Task requirements →
Can you write out the article on office space demand during the coronavirus crisis word for word, from its header to its last line?
==== Text shown
Tech sector still booming
A few weeks back, I had a meeting with the CEO of a company who was looking for a substantial amount of office space in London. At the time, he was amazed by the lack options, the long lead times and, most of all, by how much rents had risen.
Now, in the midst of the coronavirus crisis, a move is something that would have slipped a long way down his ‘to do list’, while he concentrates on dealing with the effects of the crisis on his business. And, he is probably unsure about what it all means for his office requirements, too.
So how will occupier demand be affected over the coming months? It’s still early days, but here are some of the emerging issues:
Timing is key: The way our occupier clients are responding to the crisis has varied according to how quickly they need to move. Those who are coming close to the end of a lease (or a break in one) have got two main options – the first is to proceed with their planned relocation, although there may well be issues with both the moving and the fit-out process. The second is to try and negotiate a lease extension on their existing premises, which may not be ideal for anything other than the very short term. For any landlords and investors whose tenants find themselves in this position, the advice is simple – open up a dialogue and be as flexible as you can.
========
==== Data supplied
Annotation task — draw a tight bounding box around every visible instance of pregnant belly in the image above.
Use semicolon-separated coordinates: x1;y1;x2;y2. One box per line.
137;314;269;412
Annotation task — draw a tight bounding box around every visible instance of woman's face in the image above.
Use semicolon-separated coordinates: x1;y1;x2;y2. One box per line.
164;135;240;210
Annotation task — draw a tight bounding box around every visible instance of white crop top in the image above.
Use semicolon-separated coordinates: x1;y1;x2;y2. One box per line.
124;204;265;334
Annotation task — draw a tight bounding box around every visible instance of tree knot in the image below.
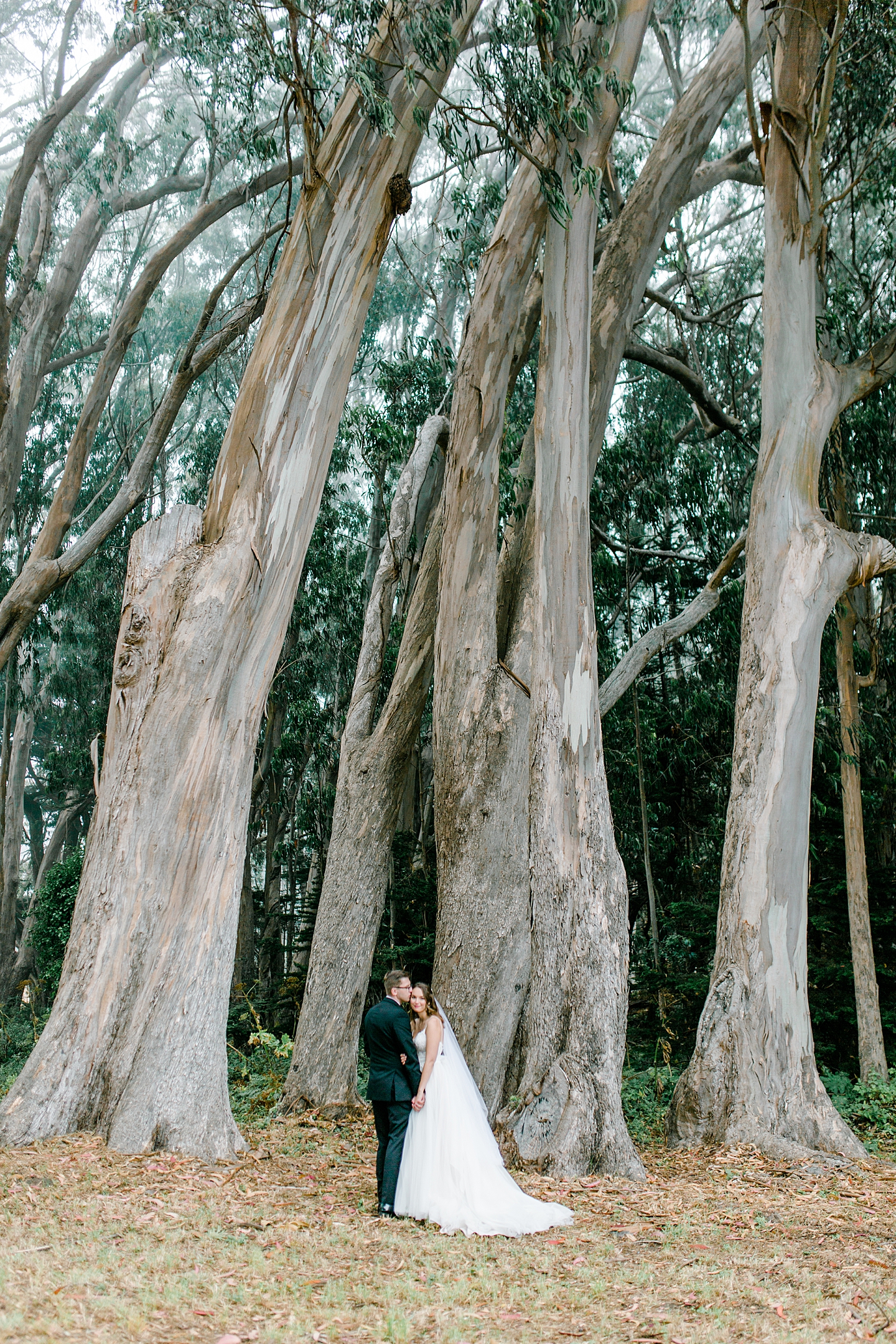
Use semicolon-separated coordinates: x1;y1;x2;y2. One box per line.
388;172;414;218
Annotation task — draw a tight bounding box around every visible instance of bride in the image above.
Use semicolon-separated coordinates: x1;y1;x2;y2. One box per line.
395;984;572;1236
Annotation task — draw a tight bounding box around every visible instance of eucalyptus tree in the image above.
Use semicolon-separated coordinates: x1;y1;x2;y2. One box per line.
0;4;475;1156
669;0;896;1156
0;2;301;661
434;6;762;1170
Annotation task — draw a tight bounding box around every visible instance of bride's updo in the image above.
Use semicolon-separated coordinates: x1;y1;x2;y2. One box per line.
411;981;443;1022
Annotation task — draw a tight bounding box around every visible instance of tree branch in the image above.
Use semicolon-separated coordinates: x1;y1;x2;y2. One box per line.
598;532;747;717
0;293;268;668
623;342;742;438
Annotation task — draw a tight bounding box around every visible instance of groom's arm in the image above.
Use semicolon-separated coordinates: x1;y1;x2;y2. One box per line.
395;1014;421;1093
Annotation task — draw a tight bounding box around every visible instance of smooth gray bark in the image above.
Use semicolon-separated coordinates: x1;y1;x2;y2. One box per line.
282;415;449;1110
668;0;896;1157
0;2;475;1159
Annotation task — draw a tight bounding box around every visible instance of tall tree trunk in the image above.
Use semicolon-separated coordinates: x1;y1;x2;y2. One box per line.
282;415;447;1110
500;13;650;1177
669;0;896;1157
837;597;888;1082
0;0;475;1159
432;0;762;1134
432;152;547;1116
0;708;34;1002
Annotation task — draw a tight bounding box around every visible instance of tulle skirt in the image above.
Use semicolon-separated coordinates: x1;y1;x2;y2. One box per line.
395;1055;572;1236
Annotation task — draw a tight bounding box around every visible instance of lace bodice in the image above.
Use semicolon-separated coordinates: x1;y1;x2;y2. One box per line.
414;1027;445;1071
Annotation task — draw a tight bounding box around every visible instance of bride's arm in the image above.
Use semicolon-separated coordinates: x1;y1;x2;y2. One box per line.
416;1017;442;1103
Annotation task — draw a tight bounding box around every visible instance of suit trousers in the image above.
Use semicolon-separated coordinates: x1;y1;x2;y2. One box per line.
372;1101;411;1208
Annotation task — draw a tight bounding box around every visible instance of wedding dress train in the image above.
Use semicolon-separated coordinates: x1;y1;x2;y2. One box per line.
395;1015;572;1236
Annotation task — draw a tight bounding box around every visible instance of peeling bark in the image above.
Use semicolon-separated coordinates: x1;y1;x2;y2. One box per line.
498;86;650;1177
0;709;34;1001
0;0;475;1159
432;2;762;1139
668;0;896;1157
281;415;447;1110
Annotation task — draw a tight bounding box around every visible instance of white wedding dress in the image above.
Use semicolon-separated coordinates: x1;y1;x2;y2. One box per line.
395;1014;572;1236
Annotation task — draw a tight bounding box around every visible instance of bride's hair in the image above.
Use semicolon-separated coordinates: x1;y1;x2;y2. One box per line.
408;980;445;1022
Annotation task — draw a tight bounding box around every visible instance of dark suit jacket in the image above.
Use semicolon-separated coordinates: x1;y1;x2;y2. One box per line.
========
Result →
Tech sector still booming
A few weeks back, I had a meeting with the CEO of a company who was looking for a substantial amount of office space in London. At the time, he was amazed by the lack options, the long lead times and, most of all, by how much rents had risen.
Now, in the midst of the coronavirus crisis, a move is something that would have slipped a long way down his ‘to do list’, while he concentrates on dealing with the effects of the crisis on his business. And, he is probably unsure about what it all means for his office requirements, too.
So how will occupier demand be affected over the coming months? It’s still early days, but here are some of the emerging issues:
Timing is key: The way our occupier clients are responding to the crisis has varied according to how quickly they need to move. Those who are coming close to the end of a lease (or a break in one) have got two main options – the first is to proceed with their planned relocation, although there may well be issues with both the moving and the fit-out process. The second is to try and negotiate a lease extension on their existing premises, which may not be ideal for anything other than the very short term. For any landlords and investors whose tenants find themselves in this position, the advice is simple – open up a dialogue and be as flexible as you can.